- Problèmes -
1) Reproduisez à l'identique le passage du texte sur Myriam El Khomri qui commence à « Il faut qu'elle » et se termine à « Travail, Famille, Carriérisme. ».
2) Rédigez la suite du texte sur Myriam El Khomri, à partir de sa dernière phrase.

- Texte fourni -

* * *

Myriam El Khomri est une femme. Myriam El Khomri est née à Tanger d'un père marocain. Myriam El Khomri est ministre. Le genre, les origines, le pouvoir : autant de mises en demeure de se justifier dans une société encore dirigée par des hommes bien blancs.
Il faut qu'elle s'explique, la ministre, qu'elle raconte comme elle en est « arrivée là ». Arrivée où ? Au gouvernement, ce pompon des arrivistes que l'on ne décroche qu'après moult tour de manège politique mais qu'elle a reçu, elle, comme un bienfait de la providence présidentielle, alors qu'elle ne s'y « attendai(t) pas ». Passer de l'obscur anonymat à la lumière des lambris dorés et du buzz, fût-il négatif, c'est aussi se construire un récit de vie, modeler son image.
L'occasion de rassurer le bourgeois en exhibant un cv de femme exemplaire lui est offerte par le journal Le Monde. Et sous les yeux consternés de la lectrice défilent tous les poncifs de la jeune fille sage et courageuse, soigneusement lissés par les chargés de la com' du ministère. Un plan média qui trace un portrait en trois points : Travail, Famille, Carriérisme.

* * *

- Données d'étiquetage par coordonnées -
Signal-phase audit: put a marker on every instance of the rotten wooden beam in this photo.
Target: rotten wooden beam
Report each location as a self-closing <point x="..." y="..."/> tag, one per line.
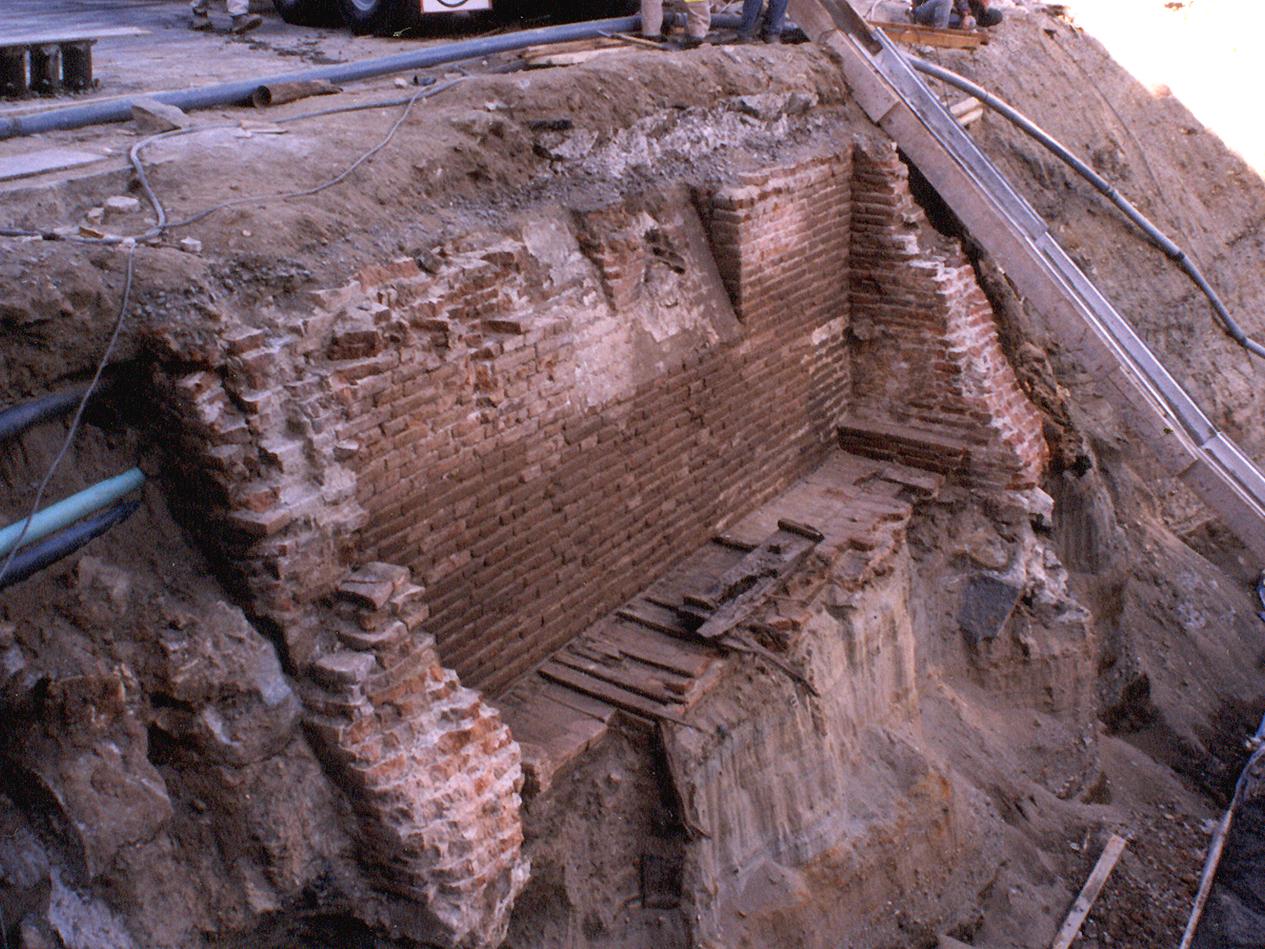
<point x="1089" y="892"/>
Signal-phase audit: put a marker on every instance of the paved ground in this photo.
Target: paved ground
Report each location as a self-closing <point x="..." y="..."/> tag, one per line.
<point x="173" y="57"/>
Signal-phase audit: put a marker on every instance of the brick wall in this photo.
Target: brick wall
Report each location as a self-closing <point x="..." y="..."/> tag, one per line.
<point x="540" y="435"/>
<point x="931" y="385"/>
<point x="536" y="421"/>
<point x="434" y="776"/>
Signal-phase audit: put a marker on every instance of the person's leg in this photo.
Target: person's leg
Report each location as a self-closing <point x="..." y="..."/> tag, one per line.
<point x="201" y="18"/>
<point x="243" y="20"/>
<point x="652" y="19"/>
<point x="934" y="13"/>
<point x="986" y="15"/>
<point x="697" y="19"/>
<point x="776" y="19"/>
<point x="750" y="17"/>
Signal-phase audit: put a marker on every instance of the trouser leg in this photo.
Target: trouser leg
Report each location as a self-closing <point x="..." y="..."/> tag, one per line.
<point x="750" y="17"/>
<point x="697" y="18"/>
<point x="777" y="18"/>
<point x="652" y="18"/>
<point x="934" y="13"/>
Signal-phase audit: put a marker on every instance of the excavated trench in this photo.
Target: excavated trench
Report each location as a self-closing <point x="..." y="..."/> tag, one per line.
<point x="631" y="514"/>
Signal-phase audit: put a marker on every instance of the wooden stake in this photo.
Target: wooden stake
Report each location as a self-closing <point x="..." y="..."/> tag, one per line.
<point x="1089" y="892"/>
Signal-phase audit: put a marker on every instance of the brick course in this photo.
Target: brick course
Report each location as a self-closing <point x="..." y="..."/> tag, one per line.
<point x="931" y="385"/>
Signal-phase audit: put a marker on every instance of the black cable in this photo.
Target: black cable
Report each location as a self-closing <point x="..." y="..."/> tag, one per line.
<point x="47" y="552"/>
<point x="160" y="211"/>
<point x="79" y="411"/>
<point x="163" y="224"/>
<point x="1153" y="233"/>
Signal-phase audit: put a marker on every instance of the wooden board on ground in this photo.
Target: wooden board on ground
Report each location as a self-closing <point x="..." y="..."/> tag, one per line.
<point x="20" y="166"/>
<point x="71" y="36"/>
<point x="566" y="58"/>
<point x="917" y="34"/>
<point x="571" y="52"/>
<point x="1089" y="892"/>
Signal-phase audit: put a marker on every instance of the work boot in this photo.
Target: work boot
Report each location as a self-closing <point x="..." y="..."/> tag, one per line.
<point x="246" y="22"/>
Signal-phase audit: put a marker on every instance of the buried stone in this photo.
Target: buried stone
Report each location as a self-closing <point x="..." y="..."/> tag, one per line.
<point x="986" y="606"/>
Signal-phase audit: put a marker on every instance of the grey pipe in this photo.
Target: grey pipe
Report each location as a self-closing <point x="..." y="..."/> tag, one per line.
<point x="1154" y="234"/>
<point x="240" y="91"/>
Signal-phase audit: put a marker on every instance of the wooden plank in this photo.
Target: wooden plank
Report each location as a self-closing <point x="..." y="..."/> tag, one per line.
<point x="736" y="609"/>
<point x="657" y="649"/>
<point x="564" y="58"/>
<point x="20" y="166"/>
<point x="917" y="34"/>
<point x="80" y="36"/>
<point x="609" y="694"/>
<point x="576" y="701"/>
<point x="645" y="614"/>
<point x="625" y="676"/>
<point x="1089" y="892"/>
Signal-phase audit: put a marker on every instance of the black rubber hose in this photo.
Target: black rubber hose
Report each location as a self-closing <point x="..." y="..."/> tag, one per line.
<point x="239" y="93"/>
<point x="19" y="418"/>
<point x="1154" y="234"/>
<point x="49" y="551"/>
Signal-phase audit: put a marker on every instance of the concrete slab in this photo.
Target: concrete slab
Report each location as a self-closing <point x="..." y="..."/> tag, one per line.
<point x="20" y="166"/>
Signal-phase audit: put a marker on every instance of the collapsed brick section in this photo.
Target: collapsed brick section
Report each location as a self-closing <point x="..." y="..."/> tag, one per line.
<point x="434" y="776"/>
<point x="931" y="384"/>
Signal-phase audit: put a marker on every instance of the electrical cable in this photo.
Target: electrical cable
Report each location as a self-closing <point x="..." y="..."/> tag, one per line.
<point x="1217" y="845"/>
<point x="1153" y="233"/>
<point x="79" y="413"/>
<point x="162" y="225"/>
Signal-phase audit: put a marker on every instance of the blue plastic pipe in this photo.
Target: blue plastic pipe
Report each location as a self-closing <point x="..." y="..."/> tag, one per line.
<point x="34" y="558"/>
<point x="71" y="509"/>
<point x="239" y="93"/>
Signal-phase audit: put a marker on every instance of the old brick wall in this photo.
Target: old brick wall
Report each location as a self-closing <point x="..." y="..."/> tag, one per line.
<point x="535" y="421"/>
<point x="433" y="773"/>
<point x="931" y="385"/>
<point x="540" y="427"/>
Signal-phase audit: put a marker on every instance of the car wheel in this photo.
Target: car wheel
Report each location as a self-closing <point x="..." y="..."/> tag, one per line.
<point x="377" y="15"/>
<point x="308" y="13"/>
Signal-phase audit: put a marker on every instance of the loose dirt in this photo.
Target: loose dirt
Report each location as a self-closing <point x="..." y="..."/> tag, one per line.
<point x="1175" y="675"/>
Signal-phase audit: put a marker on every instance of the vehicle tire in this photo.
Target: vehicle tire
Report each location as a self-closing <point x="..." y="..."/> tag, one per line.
<point x="381" y="17"/>
<point x="308" y="13"/>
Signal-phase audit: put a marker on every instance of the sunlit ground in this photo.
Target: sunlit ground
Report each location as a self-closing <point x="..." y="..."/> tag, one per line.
<point x="1208" y="52"/>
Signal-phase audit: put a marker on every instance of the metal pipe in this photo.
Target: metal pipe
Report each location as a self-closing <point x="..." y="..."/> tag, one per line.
<point x="239" y="93"/>
<point x="47" y="552"/>
<point x="19" y="418"/>
<point x="1154" y="234"/>
<point x="70" y="509"/>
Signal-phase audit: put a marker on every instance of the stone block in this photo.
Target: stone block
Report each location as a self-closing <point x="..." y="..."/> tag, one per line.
<point x="987" y="604"/>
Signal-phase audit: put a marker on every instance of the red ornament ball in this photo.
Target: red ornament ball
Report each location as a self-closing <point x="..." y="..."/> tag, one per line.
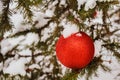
<point x="75" y="51"/>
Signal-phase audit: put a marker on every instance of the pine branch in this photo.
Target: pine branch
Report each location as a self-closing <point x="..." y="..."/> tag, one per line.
<point x="5" y="23"/>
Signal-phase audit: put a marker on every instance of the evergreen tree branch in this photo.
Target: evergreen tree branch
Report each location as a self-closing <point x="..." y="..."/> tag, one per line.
<point x="5" y="23"/>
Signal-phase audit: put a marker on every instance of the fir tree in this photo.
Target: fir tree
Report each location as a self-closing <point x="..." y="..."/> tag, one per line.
<point x="31" y="44"/>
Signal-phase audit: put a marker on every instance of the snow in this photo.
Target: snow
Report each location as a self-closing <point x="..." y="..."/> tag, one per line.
<point x="49" y="13"/>
<point x="69" y="28"/>
<point x="16" y="67"/>
<point x="78" y="34"/>
<point x="30" y="39"/>
<point x="1" y="7"/>
<point x="25" y="52"/>
<point x="80" y="2"/>
<point x="39" y="16"/>
<point x="8" y="44"/>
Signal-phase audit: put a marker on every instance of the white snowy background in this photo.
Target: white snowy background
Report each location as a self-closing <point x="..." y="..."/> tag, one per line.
<point x="17" y="66"/>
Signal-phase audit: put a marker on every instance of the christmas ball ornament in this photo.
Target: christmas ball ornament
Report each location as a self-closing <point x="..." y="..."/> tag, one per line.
<point x="75" y="51"/>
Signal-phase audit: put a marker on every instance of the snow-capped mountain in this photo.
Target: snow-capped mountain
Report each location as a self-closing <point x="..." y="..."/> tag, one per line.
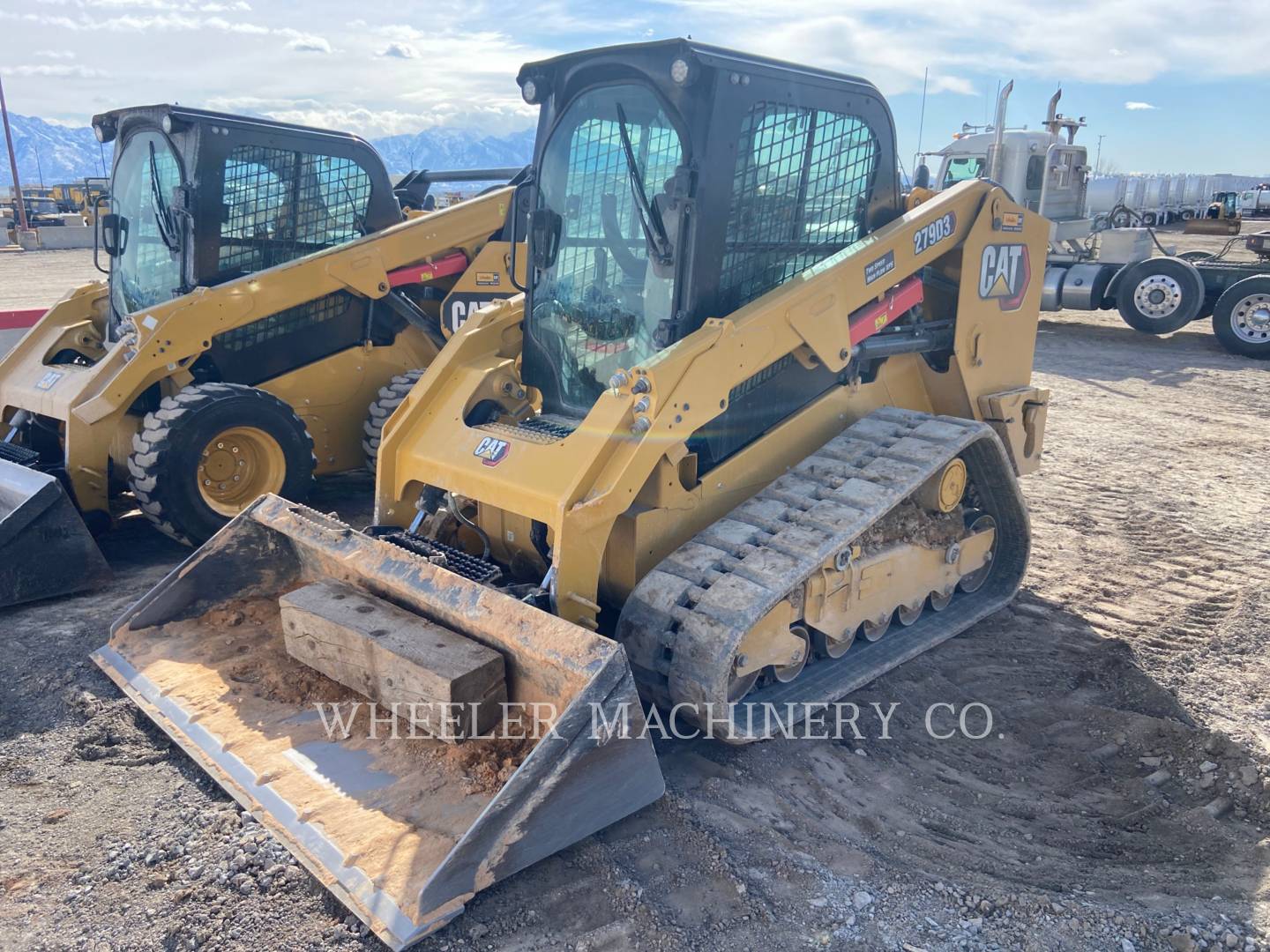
<point x="52" y="153"/>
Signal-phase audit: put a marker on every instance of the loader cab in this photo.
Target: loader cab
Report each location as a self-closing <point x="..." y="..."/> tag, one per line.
<point x="198" y="198"/>
<point x="677" y="182"/>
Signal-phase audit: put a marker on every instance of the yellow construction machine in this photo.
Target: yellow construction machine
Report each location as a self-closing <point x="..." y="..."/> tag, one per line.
<point x="750" y="438"/>
<point x="238" y="343"/>
<point x="1221" y="217"/>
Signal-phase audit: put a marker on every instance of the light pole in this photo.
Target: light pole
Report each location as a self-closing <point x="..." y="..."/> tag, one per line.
<point x="18" y="202"/>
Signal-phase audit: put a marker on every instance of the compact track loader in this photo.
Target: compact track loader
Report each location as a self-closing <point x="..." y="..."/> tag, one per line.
<point x="238" y="344"/>
<point x="751" y="435"/>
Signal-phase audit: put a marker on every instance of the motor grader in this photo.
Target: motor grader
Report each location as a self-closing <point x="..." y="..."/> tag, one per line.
<point x="193" y="383"/>
<point x="748" y="439"/>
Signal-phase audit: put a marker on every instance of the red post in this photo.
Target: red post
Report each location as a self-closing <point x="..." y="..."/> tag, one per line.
<point x="18" y="201"/>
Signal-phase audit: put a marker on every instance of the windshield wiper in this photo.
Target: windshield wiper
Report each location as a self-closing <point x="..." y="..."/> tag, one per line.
<point x="649" y="217"/>
<point x="163" y="217"/>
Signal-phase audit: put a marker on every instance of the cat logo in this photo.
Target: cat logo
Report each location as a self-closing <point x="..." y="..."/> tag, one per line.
<point x="460" y="306"/>
<point x="49" y="381"/>
<point x="492" y="450"/>
<point x="1005" y="273"/>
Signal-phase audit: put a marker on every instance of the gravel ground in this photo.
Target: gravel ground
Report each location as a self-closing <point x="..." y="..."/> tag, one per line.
<point x="1119" y="802"/>
<point x="38" y="279"/>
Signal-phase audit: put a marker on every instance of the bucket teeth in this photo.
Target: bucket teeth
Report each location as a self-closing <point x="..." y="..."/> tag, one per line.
<point x="401" y="829"/>
<point x="46" y="550"/>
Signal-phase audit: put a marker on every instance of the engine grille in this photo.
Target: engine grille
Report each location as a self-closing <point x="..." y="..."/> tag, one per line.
<point x="13" y="453"/>
<point x="455" y="560"/>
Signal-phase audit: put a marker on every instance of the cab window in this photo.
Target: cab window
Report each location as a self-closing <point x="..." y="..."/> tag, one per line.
<point x="800" y="192"/>
<point x="963" y="169"/>
<point x="1035" y="173"/>
<point x="280" y="205"/>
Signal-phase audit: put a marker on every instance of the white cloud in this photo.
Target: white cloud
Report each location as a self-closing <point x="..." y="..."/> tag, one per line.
<point x="309" y="45"/>
<point x="56" y="70"/>
<point x="400" y="51"/>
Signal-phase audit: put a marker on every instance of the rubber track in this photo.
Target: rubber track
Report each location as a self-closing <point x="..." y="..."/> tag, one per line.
<point x="390" y="398"/>
<point x="684" y="622"/>
<point x="150" y="444"/>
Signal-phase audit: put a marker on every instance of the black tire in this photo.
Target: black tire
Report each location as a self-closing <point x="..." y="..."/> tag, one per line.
<point x="167" y="453"/>
<point x="1177" y="282"/>
<point x="1231" y="317"/>
<point x="390" y="398"/>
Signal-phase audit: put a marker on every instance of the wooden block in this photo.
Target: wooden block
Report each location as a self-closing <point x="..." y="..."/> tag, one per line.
<point x="395" y="657"/>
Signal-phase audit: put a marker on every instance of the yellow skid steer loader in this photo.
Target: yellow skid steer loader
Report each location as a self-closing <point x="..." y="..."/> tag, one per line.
<point x="748" y="441"/>
<point x="210" y="369"/>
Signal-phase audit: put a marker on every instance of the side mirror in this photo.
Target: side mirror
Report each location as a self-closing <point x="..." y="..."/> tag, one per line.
<point x="545" y="227"/>
<point x="115" y="234"/>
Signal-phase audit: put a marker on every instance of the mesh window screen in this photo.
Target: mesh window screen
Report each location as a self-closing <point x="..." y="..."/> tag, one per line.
<point x="283" y="323"/>
<point x="800" y="193"/>
<point x="283" y="205"/>
<point x="597" y="167"/>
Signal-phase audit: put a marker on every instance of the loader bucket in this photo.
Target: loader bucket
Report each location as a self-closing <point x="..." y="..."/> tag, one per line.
<point x="1212" y="227"/>
<point x="401" y="830"/>
<point x="45" y="547"/>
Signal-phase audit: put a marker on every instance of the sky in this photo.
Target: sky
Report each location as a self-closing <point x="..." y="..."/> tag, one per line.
<point x="1160" y="80"/>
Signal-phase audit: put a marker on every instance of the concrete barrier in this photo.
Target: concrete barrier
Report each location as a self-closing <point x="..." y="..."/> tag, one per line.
<point x="56" y="238"/>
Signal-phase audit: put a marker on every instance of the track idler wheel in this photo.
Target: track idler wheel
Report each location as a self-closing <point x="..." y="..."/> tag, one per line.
<point x="832" y="648"/>
<point x="787" y="673"/>
<point x="973" y="582"/>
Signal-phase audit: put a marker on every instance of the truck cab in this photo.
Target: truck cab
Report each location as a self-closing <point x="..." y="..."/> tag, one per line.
<point x="1042" y="169"/>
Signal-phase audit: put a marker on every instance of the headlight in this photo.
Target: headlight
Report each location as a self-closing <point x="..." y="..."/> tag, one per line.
<point x="533" y="93"/>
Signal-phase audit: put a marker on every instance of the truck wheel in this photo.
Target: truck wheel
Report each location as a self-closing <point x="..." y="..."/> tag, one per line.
<point x="211" y="450"/>
<point x="1160" y="294"/>
<point x="390" y="398"/>
<point x="1241" y="317"/>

* * *

- Corrigé de l'exercice -
1)
Il faut qu'elle s'explique, la ministre, qu'elle raconte comme elle en est « arrivée là ». Arrivée où ? Au gouvernement, ce pompon des arrivistes que l'on ne décroche qu'après moult tour de manège politique mais qu'elle a reçu, elle, comme un bienfait de la providence présidentielle, alors qu'elle ne s'y « attendai(t) pas ». Passer de l'obscur anonymat à la lumière des lambris dorés et du buzz, fût-il négatif, c'est aussi se construire un récit de vie, modeler son image.
L'occasion de rassurer le bourgeois en exhibant un cv de femme exemplaire lui est offerte par le journal Le Monde. Et sous les yeux consternés de la lectrice défilent tous les poncifs de la jeune fille sage et courageuse, soigneusement lissés par les chargés de la com' du ministère. Un plan média qui trace un portrait en trois points : Travail, Famille, Carriérisme.

2)
On ne naît pas ministre, on le devient. Par un travail acharné, bien sûr. Le travail, cette « valeur inculquée très tôt » par des parents qui avaient « beaucoup d'autorité » sur les résultats scolaires, et par des études dans le privé à « l’école Berchet de la mission française (Tanger), où c’était très strict, comparé au système éducatif français.» Le travail scolaire, c'est la clé pour « s'élever dans l’ascenseur social. » Quand on veut, on peut : yaka bosser ! Oh Myriam, si tu savais le nombre de filles de nos quartiers qui croient encore que « travailler à l'école ouvre le champ des possibles », et qui, encouragées par leurs parents (ou pas), obtiennent leurs diplômes, même dans un système éducatif français tellement laxiste selon toi, et se retrouvent à Pôle emploi ou dans des petits boulots sans rapport avec leur niveau de qualification ou mal payées parce qu'elles sont femmes, parce que leur nom n'est pas franco-gaullois.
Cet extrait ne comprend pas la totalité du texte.